Line for line, the listing below is to be transcribed exactly.

· · · ·

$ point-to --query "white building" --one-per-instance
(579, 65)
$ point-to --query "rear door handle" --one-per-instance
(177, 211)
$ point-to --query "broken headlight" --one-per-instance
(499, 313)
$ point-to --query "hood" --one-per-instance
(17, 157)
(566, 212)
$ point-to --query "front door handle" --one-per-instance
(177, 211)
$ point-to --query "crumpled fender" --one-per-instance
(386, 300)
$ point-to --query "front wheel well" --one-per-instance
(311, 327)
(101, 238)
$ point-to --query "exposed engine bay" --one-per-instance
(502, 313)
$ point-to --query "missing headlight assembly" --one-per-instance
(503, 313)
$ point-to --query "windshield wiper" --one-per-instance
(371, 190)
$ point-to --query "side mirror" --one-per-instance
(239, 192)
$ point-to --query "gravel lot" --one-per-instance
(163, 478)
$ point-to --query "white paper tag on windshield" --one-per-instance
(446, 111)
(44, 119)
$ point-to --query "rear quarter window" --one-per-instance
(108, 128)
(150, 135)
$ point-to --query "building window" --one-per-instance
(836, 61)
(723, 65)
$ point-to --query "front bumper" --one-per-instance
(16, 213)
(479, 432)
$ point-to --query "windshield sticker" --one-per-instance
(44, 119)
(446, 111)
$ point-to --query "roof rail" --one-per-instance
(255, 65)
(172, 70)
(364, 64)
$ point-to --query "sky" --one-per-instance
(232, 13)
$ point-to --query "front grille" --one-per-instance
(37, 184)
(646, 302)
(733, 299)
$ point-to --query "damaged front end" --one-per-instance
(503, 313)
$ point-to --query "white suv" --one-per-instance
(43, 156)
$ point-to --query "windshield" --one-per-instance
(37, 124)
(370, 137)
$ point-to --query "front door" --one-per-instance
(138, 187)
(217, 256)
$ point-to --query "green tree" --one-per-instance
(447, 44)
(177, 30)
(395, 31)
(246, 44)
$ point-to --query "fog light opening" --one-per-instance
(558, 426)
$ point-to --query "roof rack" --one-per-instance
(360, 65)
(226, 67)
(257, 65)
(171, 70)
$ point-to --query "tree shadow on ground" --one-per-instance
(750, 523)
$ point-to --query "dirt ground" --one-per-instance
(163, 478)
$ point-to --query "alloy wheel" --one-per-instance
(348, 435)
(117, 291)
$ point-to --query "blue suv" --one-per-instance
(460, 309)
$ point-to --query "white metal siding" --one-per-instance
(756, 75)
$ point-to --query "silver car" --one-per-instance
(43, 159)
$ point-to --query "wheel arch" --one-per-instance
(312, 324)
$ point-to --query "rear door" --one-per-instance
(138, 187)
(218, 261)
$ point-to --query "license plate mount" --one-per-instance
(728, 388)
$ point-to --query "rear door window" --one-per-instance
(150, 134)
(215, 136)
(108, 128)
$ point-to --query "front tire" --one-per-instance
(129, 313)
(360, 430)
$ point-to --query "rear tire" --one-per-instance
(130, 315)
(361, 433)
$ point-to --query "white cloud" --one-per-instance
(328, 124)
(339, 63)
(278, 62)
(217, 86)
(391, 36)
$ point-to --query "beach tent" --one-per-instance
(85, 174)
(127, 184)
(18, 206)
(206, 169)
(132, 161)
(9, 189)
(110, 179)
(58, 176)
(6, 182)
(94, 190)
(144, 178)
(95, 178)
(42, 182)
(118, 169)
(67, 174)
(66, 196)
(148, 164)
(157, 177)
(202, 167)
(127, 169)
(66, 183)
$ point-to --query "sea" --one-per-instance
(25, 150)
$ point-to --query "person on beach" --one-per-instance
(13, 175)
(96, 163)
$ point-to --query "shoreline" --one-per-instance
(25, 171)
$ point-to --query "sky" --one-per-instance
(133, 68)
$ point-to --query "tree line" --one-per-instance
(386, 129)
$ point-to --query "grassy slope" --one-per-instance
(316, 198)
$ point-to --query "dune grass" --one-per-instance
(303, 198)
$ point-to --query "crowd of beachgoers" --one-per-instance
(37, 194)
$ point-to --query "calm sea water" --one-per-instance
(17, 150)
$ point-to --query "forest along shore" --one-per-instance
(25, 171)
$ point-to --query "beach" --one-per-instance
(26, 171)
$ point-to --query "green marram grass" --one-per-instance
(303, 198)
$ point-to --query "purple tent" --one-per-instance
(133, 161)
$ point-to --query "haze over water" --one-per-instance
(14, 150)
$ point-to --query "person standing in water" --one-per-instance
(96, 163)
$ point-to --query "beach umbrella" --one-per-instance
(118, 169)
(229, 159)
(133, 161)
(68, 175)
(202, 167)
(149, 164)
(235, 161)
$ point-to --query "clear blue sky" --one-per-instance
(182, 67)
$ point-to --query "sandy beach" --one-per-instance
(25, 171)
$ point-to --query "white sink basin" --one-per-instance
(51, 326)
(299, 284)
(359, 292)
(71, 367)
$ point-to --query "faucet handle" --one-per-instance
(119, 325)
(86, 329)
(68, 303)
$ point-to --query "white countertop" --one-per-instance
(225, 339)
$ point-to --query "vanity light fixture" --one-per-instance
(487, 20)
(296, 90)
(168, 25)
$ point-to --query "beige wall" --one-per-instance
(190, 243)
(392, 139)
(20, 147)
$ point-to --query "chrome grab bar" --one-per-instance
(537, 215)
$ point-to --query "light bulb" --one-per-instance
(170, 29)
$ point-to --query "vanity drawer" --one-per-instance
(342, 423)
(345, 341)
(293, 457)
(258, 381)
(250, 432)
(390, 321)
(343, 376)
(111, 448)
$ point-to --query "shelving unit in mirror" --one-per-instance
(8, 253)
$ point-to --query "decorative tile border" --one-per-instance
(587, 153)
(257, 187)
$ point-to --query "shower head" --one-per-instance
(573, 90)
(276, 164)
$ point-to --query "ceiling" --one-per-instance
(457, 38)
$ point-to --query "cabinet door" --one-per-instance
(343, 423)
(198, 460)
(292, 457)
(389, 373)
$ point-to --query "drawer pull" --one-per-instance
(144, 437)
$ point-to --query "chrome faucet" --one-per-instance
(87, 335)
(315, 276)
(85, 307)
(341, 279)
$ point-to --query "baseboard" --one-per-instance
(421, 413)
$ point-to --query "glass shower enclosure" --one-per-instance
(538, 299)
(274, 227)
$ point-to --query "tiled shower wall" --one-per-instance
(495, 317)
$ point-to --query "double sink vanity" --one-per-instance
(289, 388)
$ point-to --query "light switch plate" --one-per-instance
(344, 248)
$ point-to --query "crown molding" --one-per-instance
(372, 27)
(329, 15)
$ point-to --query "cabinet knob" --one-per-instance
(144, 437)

· · · ·

**RESULT BELOW**
$ point-to --query "white building" --one-per-instance
(579, 65)
$ point-to --query "rear door handle" --one-per-instance
(177, 211)
$ point-to --query "broken headlight" --one-per-instance
(499, 313)
$ point-to --query "hood" --one-per-instance
(17, 157)
(566, 212)
$ point-to --query "front door handle" --one-per-instance
(177, 211)
$ point-to --query "crumpled fender" --one-per-instance
(386, 300)
$ point-to --query "front wheel well" --one-per-instance
(311, 327)
(101, 238)
$ point-to --query "exposed engine bay" --one-per-instance
(502, 313)
$ point-to --query "missing headlight assembly" --one-per-instance
(503, 313)
$ point-to --query "windshield wiper" --one-per-instance
(371, 190)
$ point-to --query "side mirror" --one-per-instance
(239, 192)
$ point-to --query "gravel lot" --one-per-instance
(163, 478)
$ point-to --query "white paper tag on windshield" --one-per-instance
(446, 111)
(44, 119)
$ point-to --query "rear quarter window" --one-per-instance
(108, 128)
(150, 135)
$ point-to --query "building window" --one-per-instance
(836, 61)
(723, 65)
$ point-to --query "front bumper" --one-per-instance
(16, 213)
(479, 432)
$ point-to --query "windshield sticker" --one-per-instance
(44, 119)
(446, 111)
$ point-to --query "roof rail" --one-per-instance
(255, 65)
(172, 70)
(364, 64)
$ point-to --query "sky" --one-per-instance
(232, 13)
$ point-to --query "front grille" --one-per-instance
(37, 184)
(646, 302)
(733, 299)
$ point-to --query "damaged front end" --one-per-instance
(503, 313)
$ point-to --query "white suv" --one-per-instance
(43, 156)
$ point-to --query "windshield" --one-per-instance
(37, 124)
(370, 137)
$ point-to --query "front door" --one-per-instance
(138, 187)
(217, 256)
$ point-to --query "green tree" --one-per-instance
(447, 44)
(177, 30)
(395, 31)
(246, 44)
$ point-to --query "fog light opening" --one-per-instance
(558, 426)
$ point-to --query "roof rack" --one-per-instance
(360, 65)
(226, 67)
(257, 65)
(171, 70)
$ point-to --query "tree shadow on ground" --one-per-instance
(750, 523)
$ point-to --query "dirt ground" --one-per-instance
(163, 478)
$ point-to --query "alloy wheel" --one-per-instance
(348, 435)
(117, 291)
$ point-to --query "blue suv" --one-per-instance
(460, 309)
$ point-to --query "white metal siding" --one-per-instance
(756, 75)
$ point-to --query "silver car" --one-per-instance
(43, 159)
$ point-to --query "wheel arch" --one-per-instance
(312, 324)
$ point-to --query "rear door" --one-per-instance
(138, 187)
(218, 261)
$ point-to --query "license plate mount" --one-per-instance
(728, 388)
$ point-to --query "rear door window" --one-per-instance
(150, 134)
(215, 136)
(108, 128)
$ point-to --query "front tire" --one-per-instance
(129, 313)
(360, 430)
$ point-to --query "rear tire" --one-per-instance
(130, 315)
(361, 433)
$ point-to --query "white cloud" --one-per-instance
(328, 124)
(339, 63)
(278, 62)
(217, 86)
(391, 36)
$ point-to --query "beach tent" --one-per-instance
(85, 174)
(127, 184)
(18, 206)
(206, 169)
(132, 161)
(9, 189)
(110, 179)
(58, 176)
(6, 182)
(94, 190)
(144, 178)
(95, 178)
(42, 182)
(118, 169)
(67, 174)
(66, 196)
(148, 164)
(157, 177)
(202, 167)
(127, 169)
(66, 183)
$ point-to --query "sea" --one-per-instance
(25, 150)
$ point-to --query "person on beach" --one-per-instance
(13, 175)
(96, 163)
$ point-to --query "shoreline" --one-per-instance
(25, 171)
$ point-to --query "sky" --one-per-instance
(133, 68)
$ point-to --query "tree line" --one-per-instance
(386, 129)
$ point-to --query "grassy slope" --one-per-instance
(316, 198)
$ point-to --query "dune grass" --one-per-instance
(303, 198)
$ point-to --query "crowd of beachgoers" --one-per-instance
(37, 194)
$ point-to --query "calm sea water" --one-per-instance
(17, 150)
$ point-to --query "forest along shore" --one-per-instance
(25, 171)
$ point-to --query "beach" --one-per-instance
(26, 171)
$ point-to --query "green marram grass" --one-per-instance
(303, 198)
$ point-to --query "purple tent" --one-per-instance
(133, 161)
$ point-to --query "haze over water" --one-per-instance
(14, 150)
$ point-to --query "person standing in water" --one-per-instance
(96, 163)
$ point-to --query "beach umbrella" --one-per-instance
(118, 169)
(229, 159)
(133, 161)
(68, 175)
(202, 167)
(149, 164)
(235, 161)
$ point-to --query "clear blue sky" --one-per-instance
(182, 67)
$ point-to --query "sandy beach" --one-per-instance
(25, 171)
$ point-to --query "white sink basin" --one-per-instance
(51, 326)
(299, 284)
(359, 292)
(71, 367)
$ point-to --query "faucet handle" --one-per-instance
(119, 325)
(86, 329)
(68, 303)
$ point-to --query "white countertop" --one-per-instance
(225, 339)
$ point-to --query "vanity light fixture" --one-per-instance
(487, 20)
(296, 90)
(168, 25)
$ point-to --query "beige wall" --one-per-instance
(190, 243)
(392, 139)
(20, 147)
$ point-to --query "chrome grab bar" --one-per-instance
(537, 215)
$ point-to --query "light bulb" --one-per-instance
(170, 29)
$ point-to --query "vanity drawer" --one-per-instance
(342, 423)
(345, 341)
(293, 457)
(258, 381)
(250, 432)
(390, 321)
(343, 376)
(111, 448)
$ point-to --query "shelving unit in mirror" --one-per-instance
(8, 253)
$ point-to --query "decorative tile border" --one-per-instance
(587, 153)
(257, 187)
$ point-to --query "shower head" --one-per-instance
(573, 90)
(276, 164)
$ point-to --query "ceiling" --one-per-instance
(457, 38)
$ point-to --query "cabinet door" --one-per-instance
(343, 423)
(198, 460)
(292, 457)
(389, 373)
$ point-to --query "drawer pull" --one-per-instance
(144, 437)
$ point-to --query "chrome faucet" --one-per-instance
(87, 335)
(315, 276)
(85, 307)
(341, 279)
$ point-to --query "baseboard" --one-per-instance
(421, 413)
$ point-to --query "glass shower enclosure" --one-per-instance
(538, 299)
(274, 227)
$ point-to --query "tiled shower wall" --one-per-instance
(495, 317)
$ point-to --query "double sink vanity" --one-per-instance
(289, 388)
$ point-to --query "light switch plate" --one-per-instance
(344, 248)
$ point-to --query "crown molding" --one-per-instance
(372, 27)
(329, 15)
$ point-to --query "cabinet knob" --one-per-instance
(144, 437)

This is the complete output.